# Discussion 6

In this discussion section we study 1) PCA from the latent variable perspective, and 2) $\ell_1$ (LASSO) vs $\ell_2$ (ridge) regularization.

In [16]:
import numpy as np
import sklearn
from sklearn.decomposition import PCA
from ipywidgets import interactive
import ipywidgets as widgets
from matplotlib import pyplot as plt
from sklearn.linear_model import LinearRegression, Ridge, Lasso 

## Part (a): PCA from the Latent Variable Perspective ##

In this part, we study PCA from the latent variable perspective. 

Suppose the observed features $\vec{X} \in \mathbb{R}^m$ orginates from latent features $\vec{L} \in \mathbb{R}^{\ell}$, where $\ell \leq m$. Running PCA on many samples of $\vec{X}$ will recover the latent features.

Specifically in this example, we assume the latent variable is uniformly sampled from an ellipse. Specifically, let $$\vec{L'} = [2sin(\theta), cos(\theta))]^T \in \mathbb{R}^2$$ where $\theta$ is sampled from the uniform distribution $U(0, 2\pi)$. We then rotate $\vec{L'}$ with a random rotation matrix to obtain $\vec{L}$ .

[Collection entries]
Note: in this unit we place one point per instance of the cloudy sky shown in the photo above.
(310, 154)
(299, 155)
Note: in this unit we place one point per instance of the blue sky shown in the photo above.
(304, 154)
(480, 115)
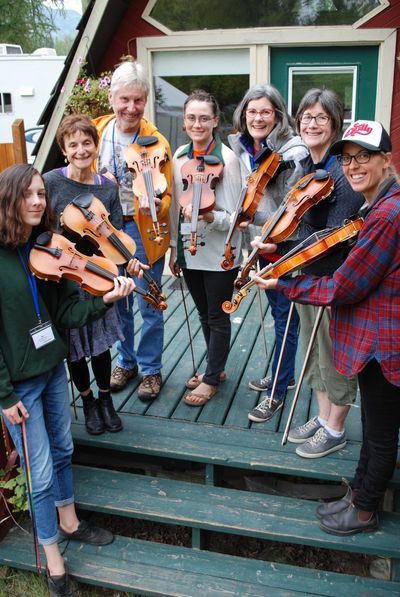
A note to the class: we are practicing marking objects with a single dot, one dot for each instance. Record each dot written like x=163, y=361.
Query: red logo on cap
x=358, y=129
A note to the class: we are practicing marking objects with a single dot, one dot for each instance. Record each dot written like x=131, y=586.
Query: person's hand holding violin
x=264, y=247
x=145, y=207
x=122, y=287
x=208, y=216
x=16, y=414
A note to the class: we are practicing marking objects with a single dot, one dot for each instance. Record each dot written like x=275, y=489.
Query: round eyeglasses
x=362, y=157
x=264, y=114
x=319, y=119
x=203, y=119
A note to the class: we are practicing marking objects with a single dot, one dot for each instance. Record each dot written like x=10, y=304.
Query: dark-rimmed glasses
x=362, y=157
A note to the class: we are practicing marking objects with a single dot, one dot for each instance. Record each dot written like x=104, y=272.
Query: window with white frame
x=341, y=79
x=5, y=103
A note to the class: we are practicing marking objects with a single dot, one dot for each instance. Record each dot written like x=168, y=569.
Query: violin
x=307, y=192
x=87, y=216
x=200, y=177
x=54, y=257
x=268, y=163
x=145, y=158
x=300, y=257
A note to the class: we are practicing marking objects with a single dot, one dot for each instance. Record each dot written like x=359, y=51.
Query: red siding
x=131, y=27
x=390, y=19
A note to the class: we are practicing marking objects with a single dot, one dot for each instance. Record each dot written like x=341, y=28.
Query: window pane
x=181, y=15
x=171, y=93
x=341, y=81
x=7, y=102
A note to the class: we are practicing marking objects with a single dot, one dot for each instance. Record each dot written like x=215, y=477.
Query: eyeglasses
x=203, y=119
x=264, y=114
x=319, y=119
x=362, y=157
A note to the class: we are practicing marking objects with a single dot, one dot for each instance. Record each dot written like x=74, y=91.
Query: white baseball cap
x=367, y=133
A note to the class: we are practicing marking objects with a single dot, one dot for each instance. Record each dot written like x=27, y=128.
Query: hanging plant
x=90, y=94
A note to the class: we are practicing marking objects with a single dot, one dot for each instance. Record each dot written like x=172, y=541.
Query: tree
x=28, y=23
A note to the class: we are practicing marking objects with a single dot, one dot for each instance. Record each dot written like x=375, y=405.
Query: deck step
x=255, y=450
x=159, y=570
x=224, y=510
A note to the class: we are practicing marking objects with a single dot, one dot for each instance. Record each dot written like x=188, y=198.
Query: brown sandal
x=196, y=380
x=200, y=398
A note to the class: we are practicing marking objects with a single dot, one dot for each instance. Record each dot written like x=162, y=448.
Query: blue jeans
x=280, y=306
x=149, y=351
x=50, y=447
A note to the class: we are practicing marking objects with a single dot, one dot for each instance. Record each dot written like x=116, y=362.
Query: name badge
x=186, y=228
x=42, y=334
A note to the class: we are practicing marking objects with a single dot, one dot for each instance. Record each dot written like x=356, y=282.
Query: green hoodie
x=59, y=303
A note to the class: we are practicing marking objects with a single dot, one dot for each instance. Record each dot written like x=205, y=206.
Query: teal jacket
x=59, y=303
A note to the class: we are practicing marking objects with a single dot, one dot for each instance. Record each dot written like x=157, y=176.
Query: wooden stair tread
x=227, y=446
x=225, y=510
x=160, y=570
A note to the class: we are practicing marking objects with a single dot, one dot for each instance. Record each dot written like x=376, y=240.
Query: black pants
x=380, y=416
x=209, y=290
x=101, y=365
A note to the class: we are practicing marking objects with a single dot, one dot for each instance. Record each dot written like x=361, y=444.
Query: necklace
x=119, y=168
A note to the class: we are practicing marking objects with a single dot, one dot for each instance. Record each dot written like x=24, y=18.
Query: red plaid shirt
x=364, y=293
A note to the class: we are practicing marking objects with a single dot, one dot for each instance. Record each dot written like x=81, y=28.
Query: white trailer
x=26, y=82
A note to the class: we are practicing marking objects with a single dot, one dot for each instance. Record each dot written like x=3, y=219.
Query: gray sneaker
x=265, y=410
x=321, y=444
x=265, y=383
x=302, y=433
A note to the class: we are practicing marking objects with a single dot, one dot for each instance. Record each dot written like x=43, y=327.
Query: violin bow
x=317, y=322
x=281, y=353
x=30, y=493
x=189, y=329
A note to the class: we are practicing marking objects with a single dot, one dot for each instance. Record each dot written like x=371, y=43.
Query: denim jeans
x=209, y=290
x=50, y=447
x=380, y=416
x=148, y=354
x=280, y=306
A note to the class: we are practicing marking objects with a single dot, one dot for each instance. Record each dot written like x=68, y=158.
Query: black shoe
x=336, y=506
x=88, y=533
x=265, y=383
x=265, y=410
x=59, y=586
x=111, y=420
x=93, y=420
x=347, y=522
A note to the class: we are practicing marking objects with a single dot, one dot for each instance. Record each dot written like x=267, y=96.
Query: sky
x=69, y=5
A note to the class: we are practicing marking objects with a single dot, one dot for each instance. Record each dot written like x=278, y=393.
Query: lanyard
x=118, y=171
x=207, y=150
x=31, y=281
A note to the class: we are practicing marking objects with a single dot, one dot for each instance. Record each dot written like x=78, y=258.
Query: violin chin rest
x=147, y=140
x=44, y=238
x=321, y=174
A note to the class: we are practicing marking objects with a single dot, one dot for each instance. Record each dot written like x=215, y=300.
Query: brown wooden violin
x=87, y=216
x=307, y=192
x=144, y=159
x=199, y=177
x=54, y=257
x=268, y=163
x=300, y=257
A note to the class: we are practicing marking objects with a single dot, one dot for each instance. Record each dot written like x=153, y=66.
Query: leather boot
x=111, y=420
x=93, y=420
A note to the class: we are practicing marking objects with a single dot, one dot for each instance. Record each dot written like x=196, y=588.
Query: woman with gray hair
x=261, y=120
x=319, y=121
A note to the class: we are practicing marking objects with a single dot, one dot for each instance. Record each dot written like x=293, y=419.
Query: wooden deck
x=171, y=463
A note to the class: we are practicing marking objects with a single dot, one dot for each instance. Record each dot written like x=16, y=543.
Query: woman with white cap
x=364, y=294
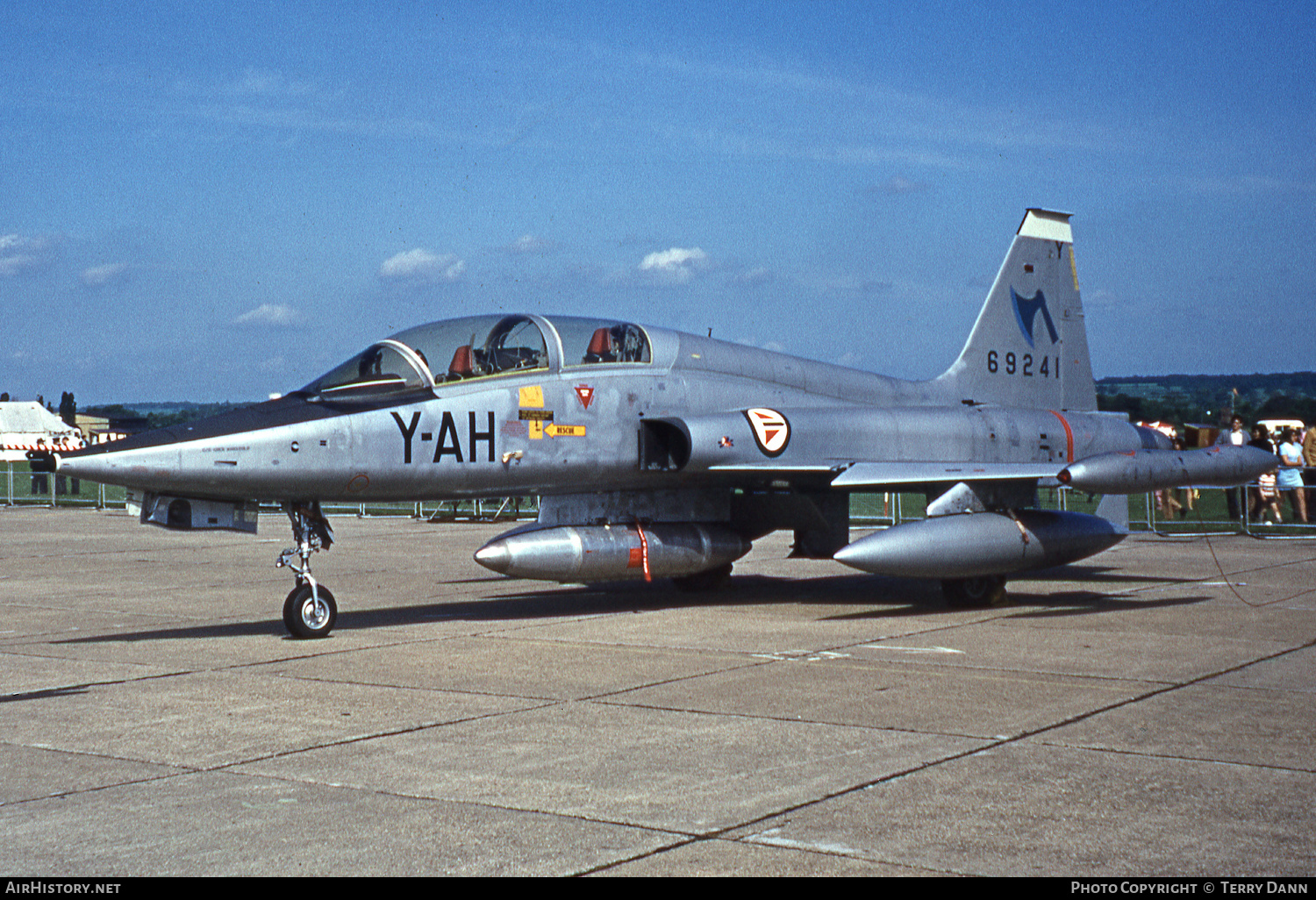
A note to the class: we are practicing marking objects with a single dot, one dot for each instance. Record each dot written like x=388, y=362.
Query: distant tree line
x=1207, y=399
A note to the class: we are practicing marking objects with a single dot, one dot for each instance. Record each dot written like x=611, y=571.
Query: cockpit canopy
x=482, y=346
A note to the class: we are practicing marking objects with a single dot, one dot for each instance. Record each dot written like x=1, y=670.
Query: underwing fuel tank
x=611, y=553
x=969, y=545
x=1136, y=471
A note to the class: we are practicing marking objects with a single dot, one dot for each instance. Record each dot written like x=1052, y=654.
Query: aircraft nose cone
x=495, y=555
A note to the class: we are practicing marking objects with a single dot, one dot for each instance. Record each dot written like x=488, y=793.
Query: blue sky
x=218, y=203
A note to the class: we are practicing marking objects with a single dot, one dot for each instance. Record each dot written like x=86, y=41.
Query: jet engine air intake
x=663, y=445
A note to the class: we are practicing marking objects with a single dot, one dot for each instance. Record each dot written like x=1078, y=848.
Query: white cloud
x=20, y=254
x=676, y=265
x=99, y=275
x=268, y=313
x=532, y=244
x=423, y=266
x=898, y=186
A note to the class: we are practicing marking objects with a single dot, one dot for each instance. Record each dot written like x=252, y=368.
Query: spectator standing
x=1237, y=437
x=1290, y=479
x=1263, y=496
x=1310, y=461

[Tasks to complete]
1. From the listing, print the portion that begins with the line containing "like x=1078, y=848." and ends with the line containing "x=898, y=186", both lines included.
2. Carry on the PCA discussion notes from the point where they stop.
The PCA discussion notes and the listing come from separate, unrelated sources.

[Task-by-task outputs]
1.
A note to the class: we are practicing marking objects with a single dot, one dot for each instance. Record each dot written like x=1078, y=848.
Query: white cloud
x=20, y=254
x=676, y=265
x=99, y=275
x=268, y=313
x=532, y=244
x=423, y=266
x=898, y=186

2.
Observed $\vec{X}$ follows a linear transformation of $\vec{L}$ plus some iid noise: $$\vec{X} = W\vec{L} + \vec{N}$$ where the noise $\vec{N} \sim \mathcal{N}(\vec{0}, \sigma^2 I)$.

We observe $n=1000$ data points of $\vec{X}$. Let's generate the data first.

In [17]:
def generate_l(N):
    theta = np.random.uniform(low=0.0, high=2*np.pi, size=N)
    L = np.vstack((2*np.sin(theta), np.cos(theta))).transpose()
    return L@orth_basis(2,2)
def generate_X(L, dim_m, sigma_n = 0.5):
    N, dim_l  = L.shape
    noise = np.random.normal(0, sigma_n, (N, dim_m))
    #W = np.random.rand(dim_l, dim_m)
    W = orth_basis(dim_m, dim_l)
    X = L@np.transpose(W) + noise
    return X, X@W

Then let's fit a PCA model on $X$ and project it on the first $\ell=2$ coordinates. Note we fix $l=2$ for the convenience of visualization.

In [18]:
def gen_data_and_fit_PCA(dim_m, sigma_n, normalize=True):
    ## generate data
    dim_l = 2
    N = 1000

    L = generate_l(N)
    X, X_hat = generate_X(L, dim_m, sigma_n)
    ## fit PCA
    pca = PCA(n_components=dim_l)
    pca.fit(X)
    L_hat = pca.fit_transform(X)
    L_rand = random_project_data(X, dim_l)
    if normalize:
        L = normalize_l(L)
        L_hat = normalize_l(L_hat)
        L_rand = normalize_l(L_rand)
        X_hat = normalize_l(X_hat)
    return L, L_hat, L_rand, X_hat
def orth_basis(dim, dim_l):
    ## This function creates orthogonal basis from random projection
    random_state = np.random
    H = np.eye(dim)
    D = np.ones((dim,))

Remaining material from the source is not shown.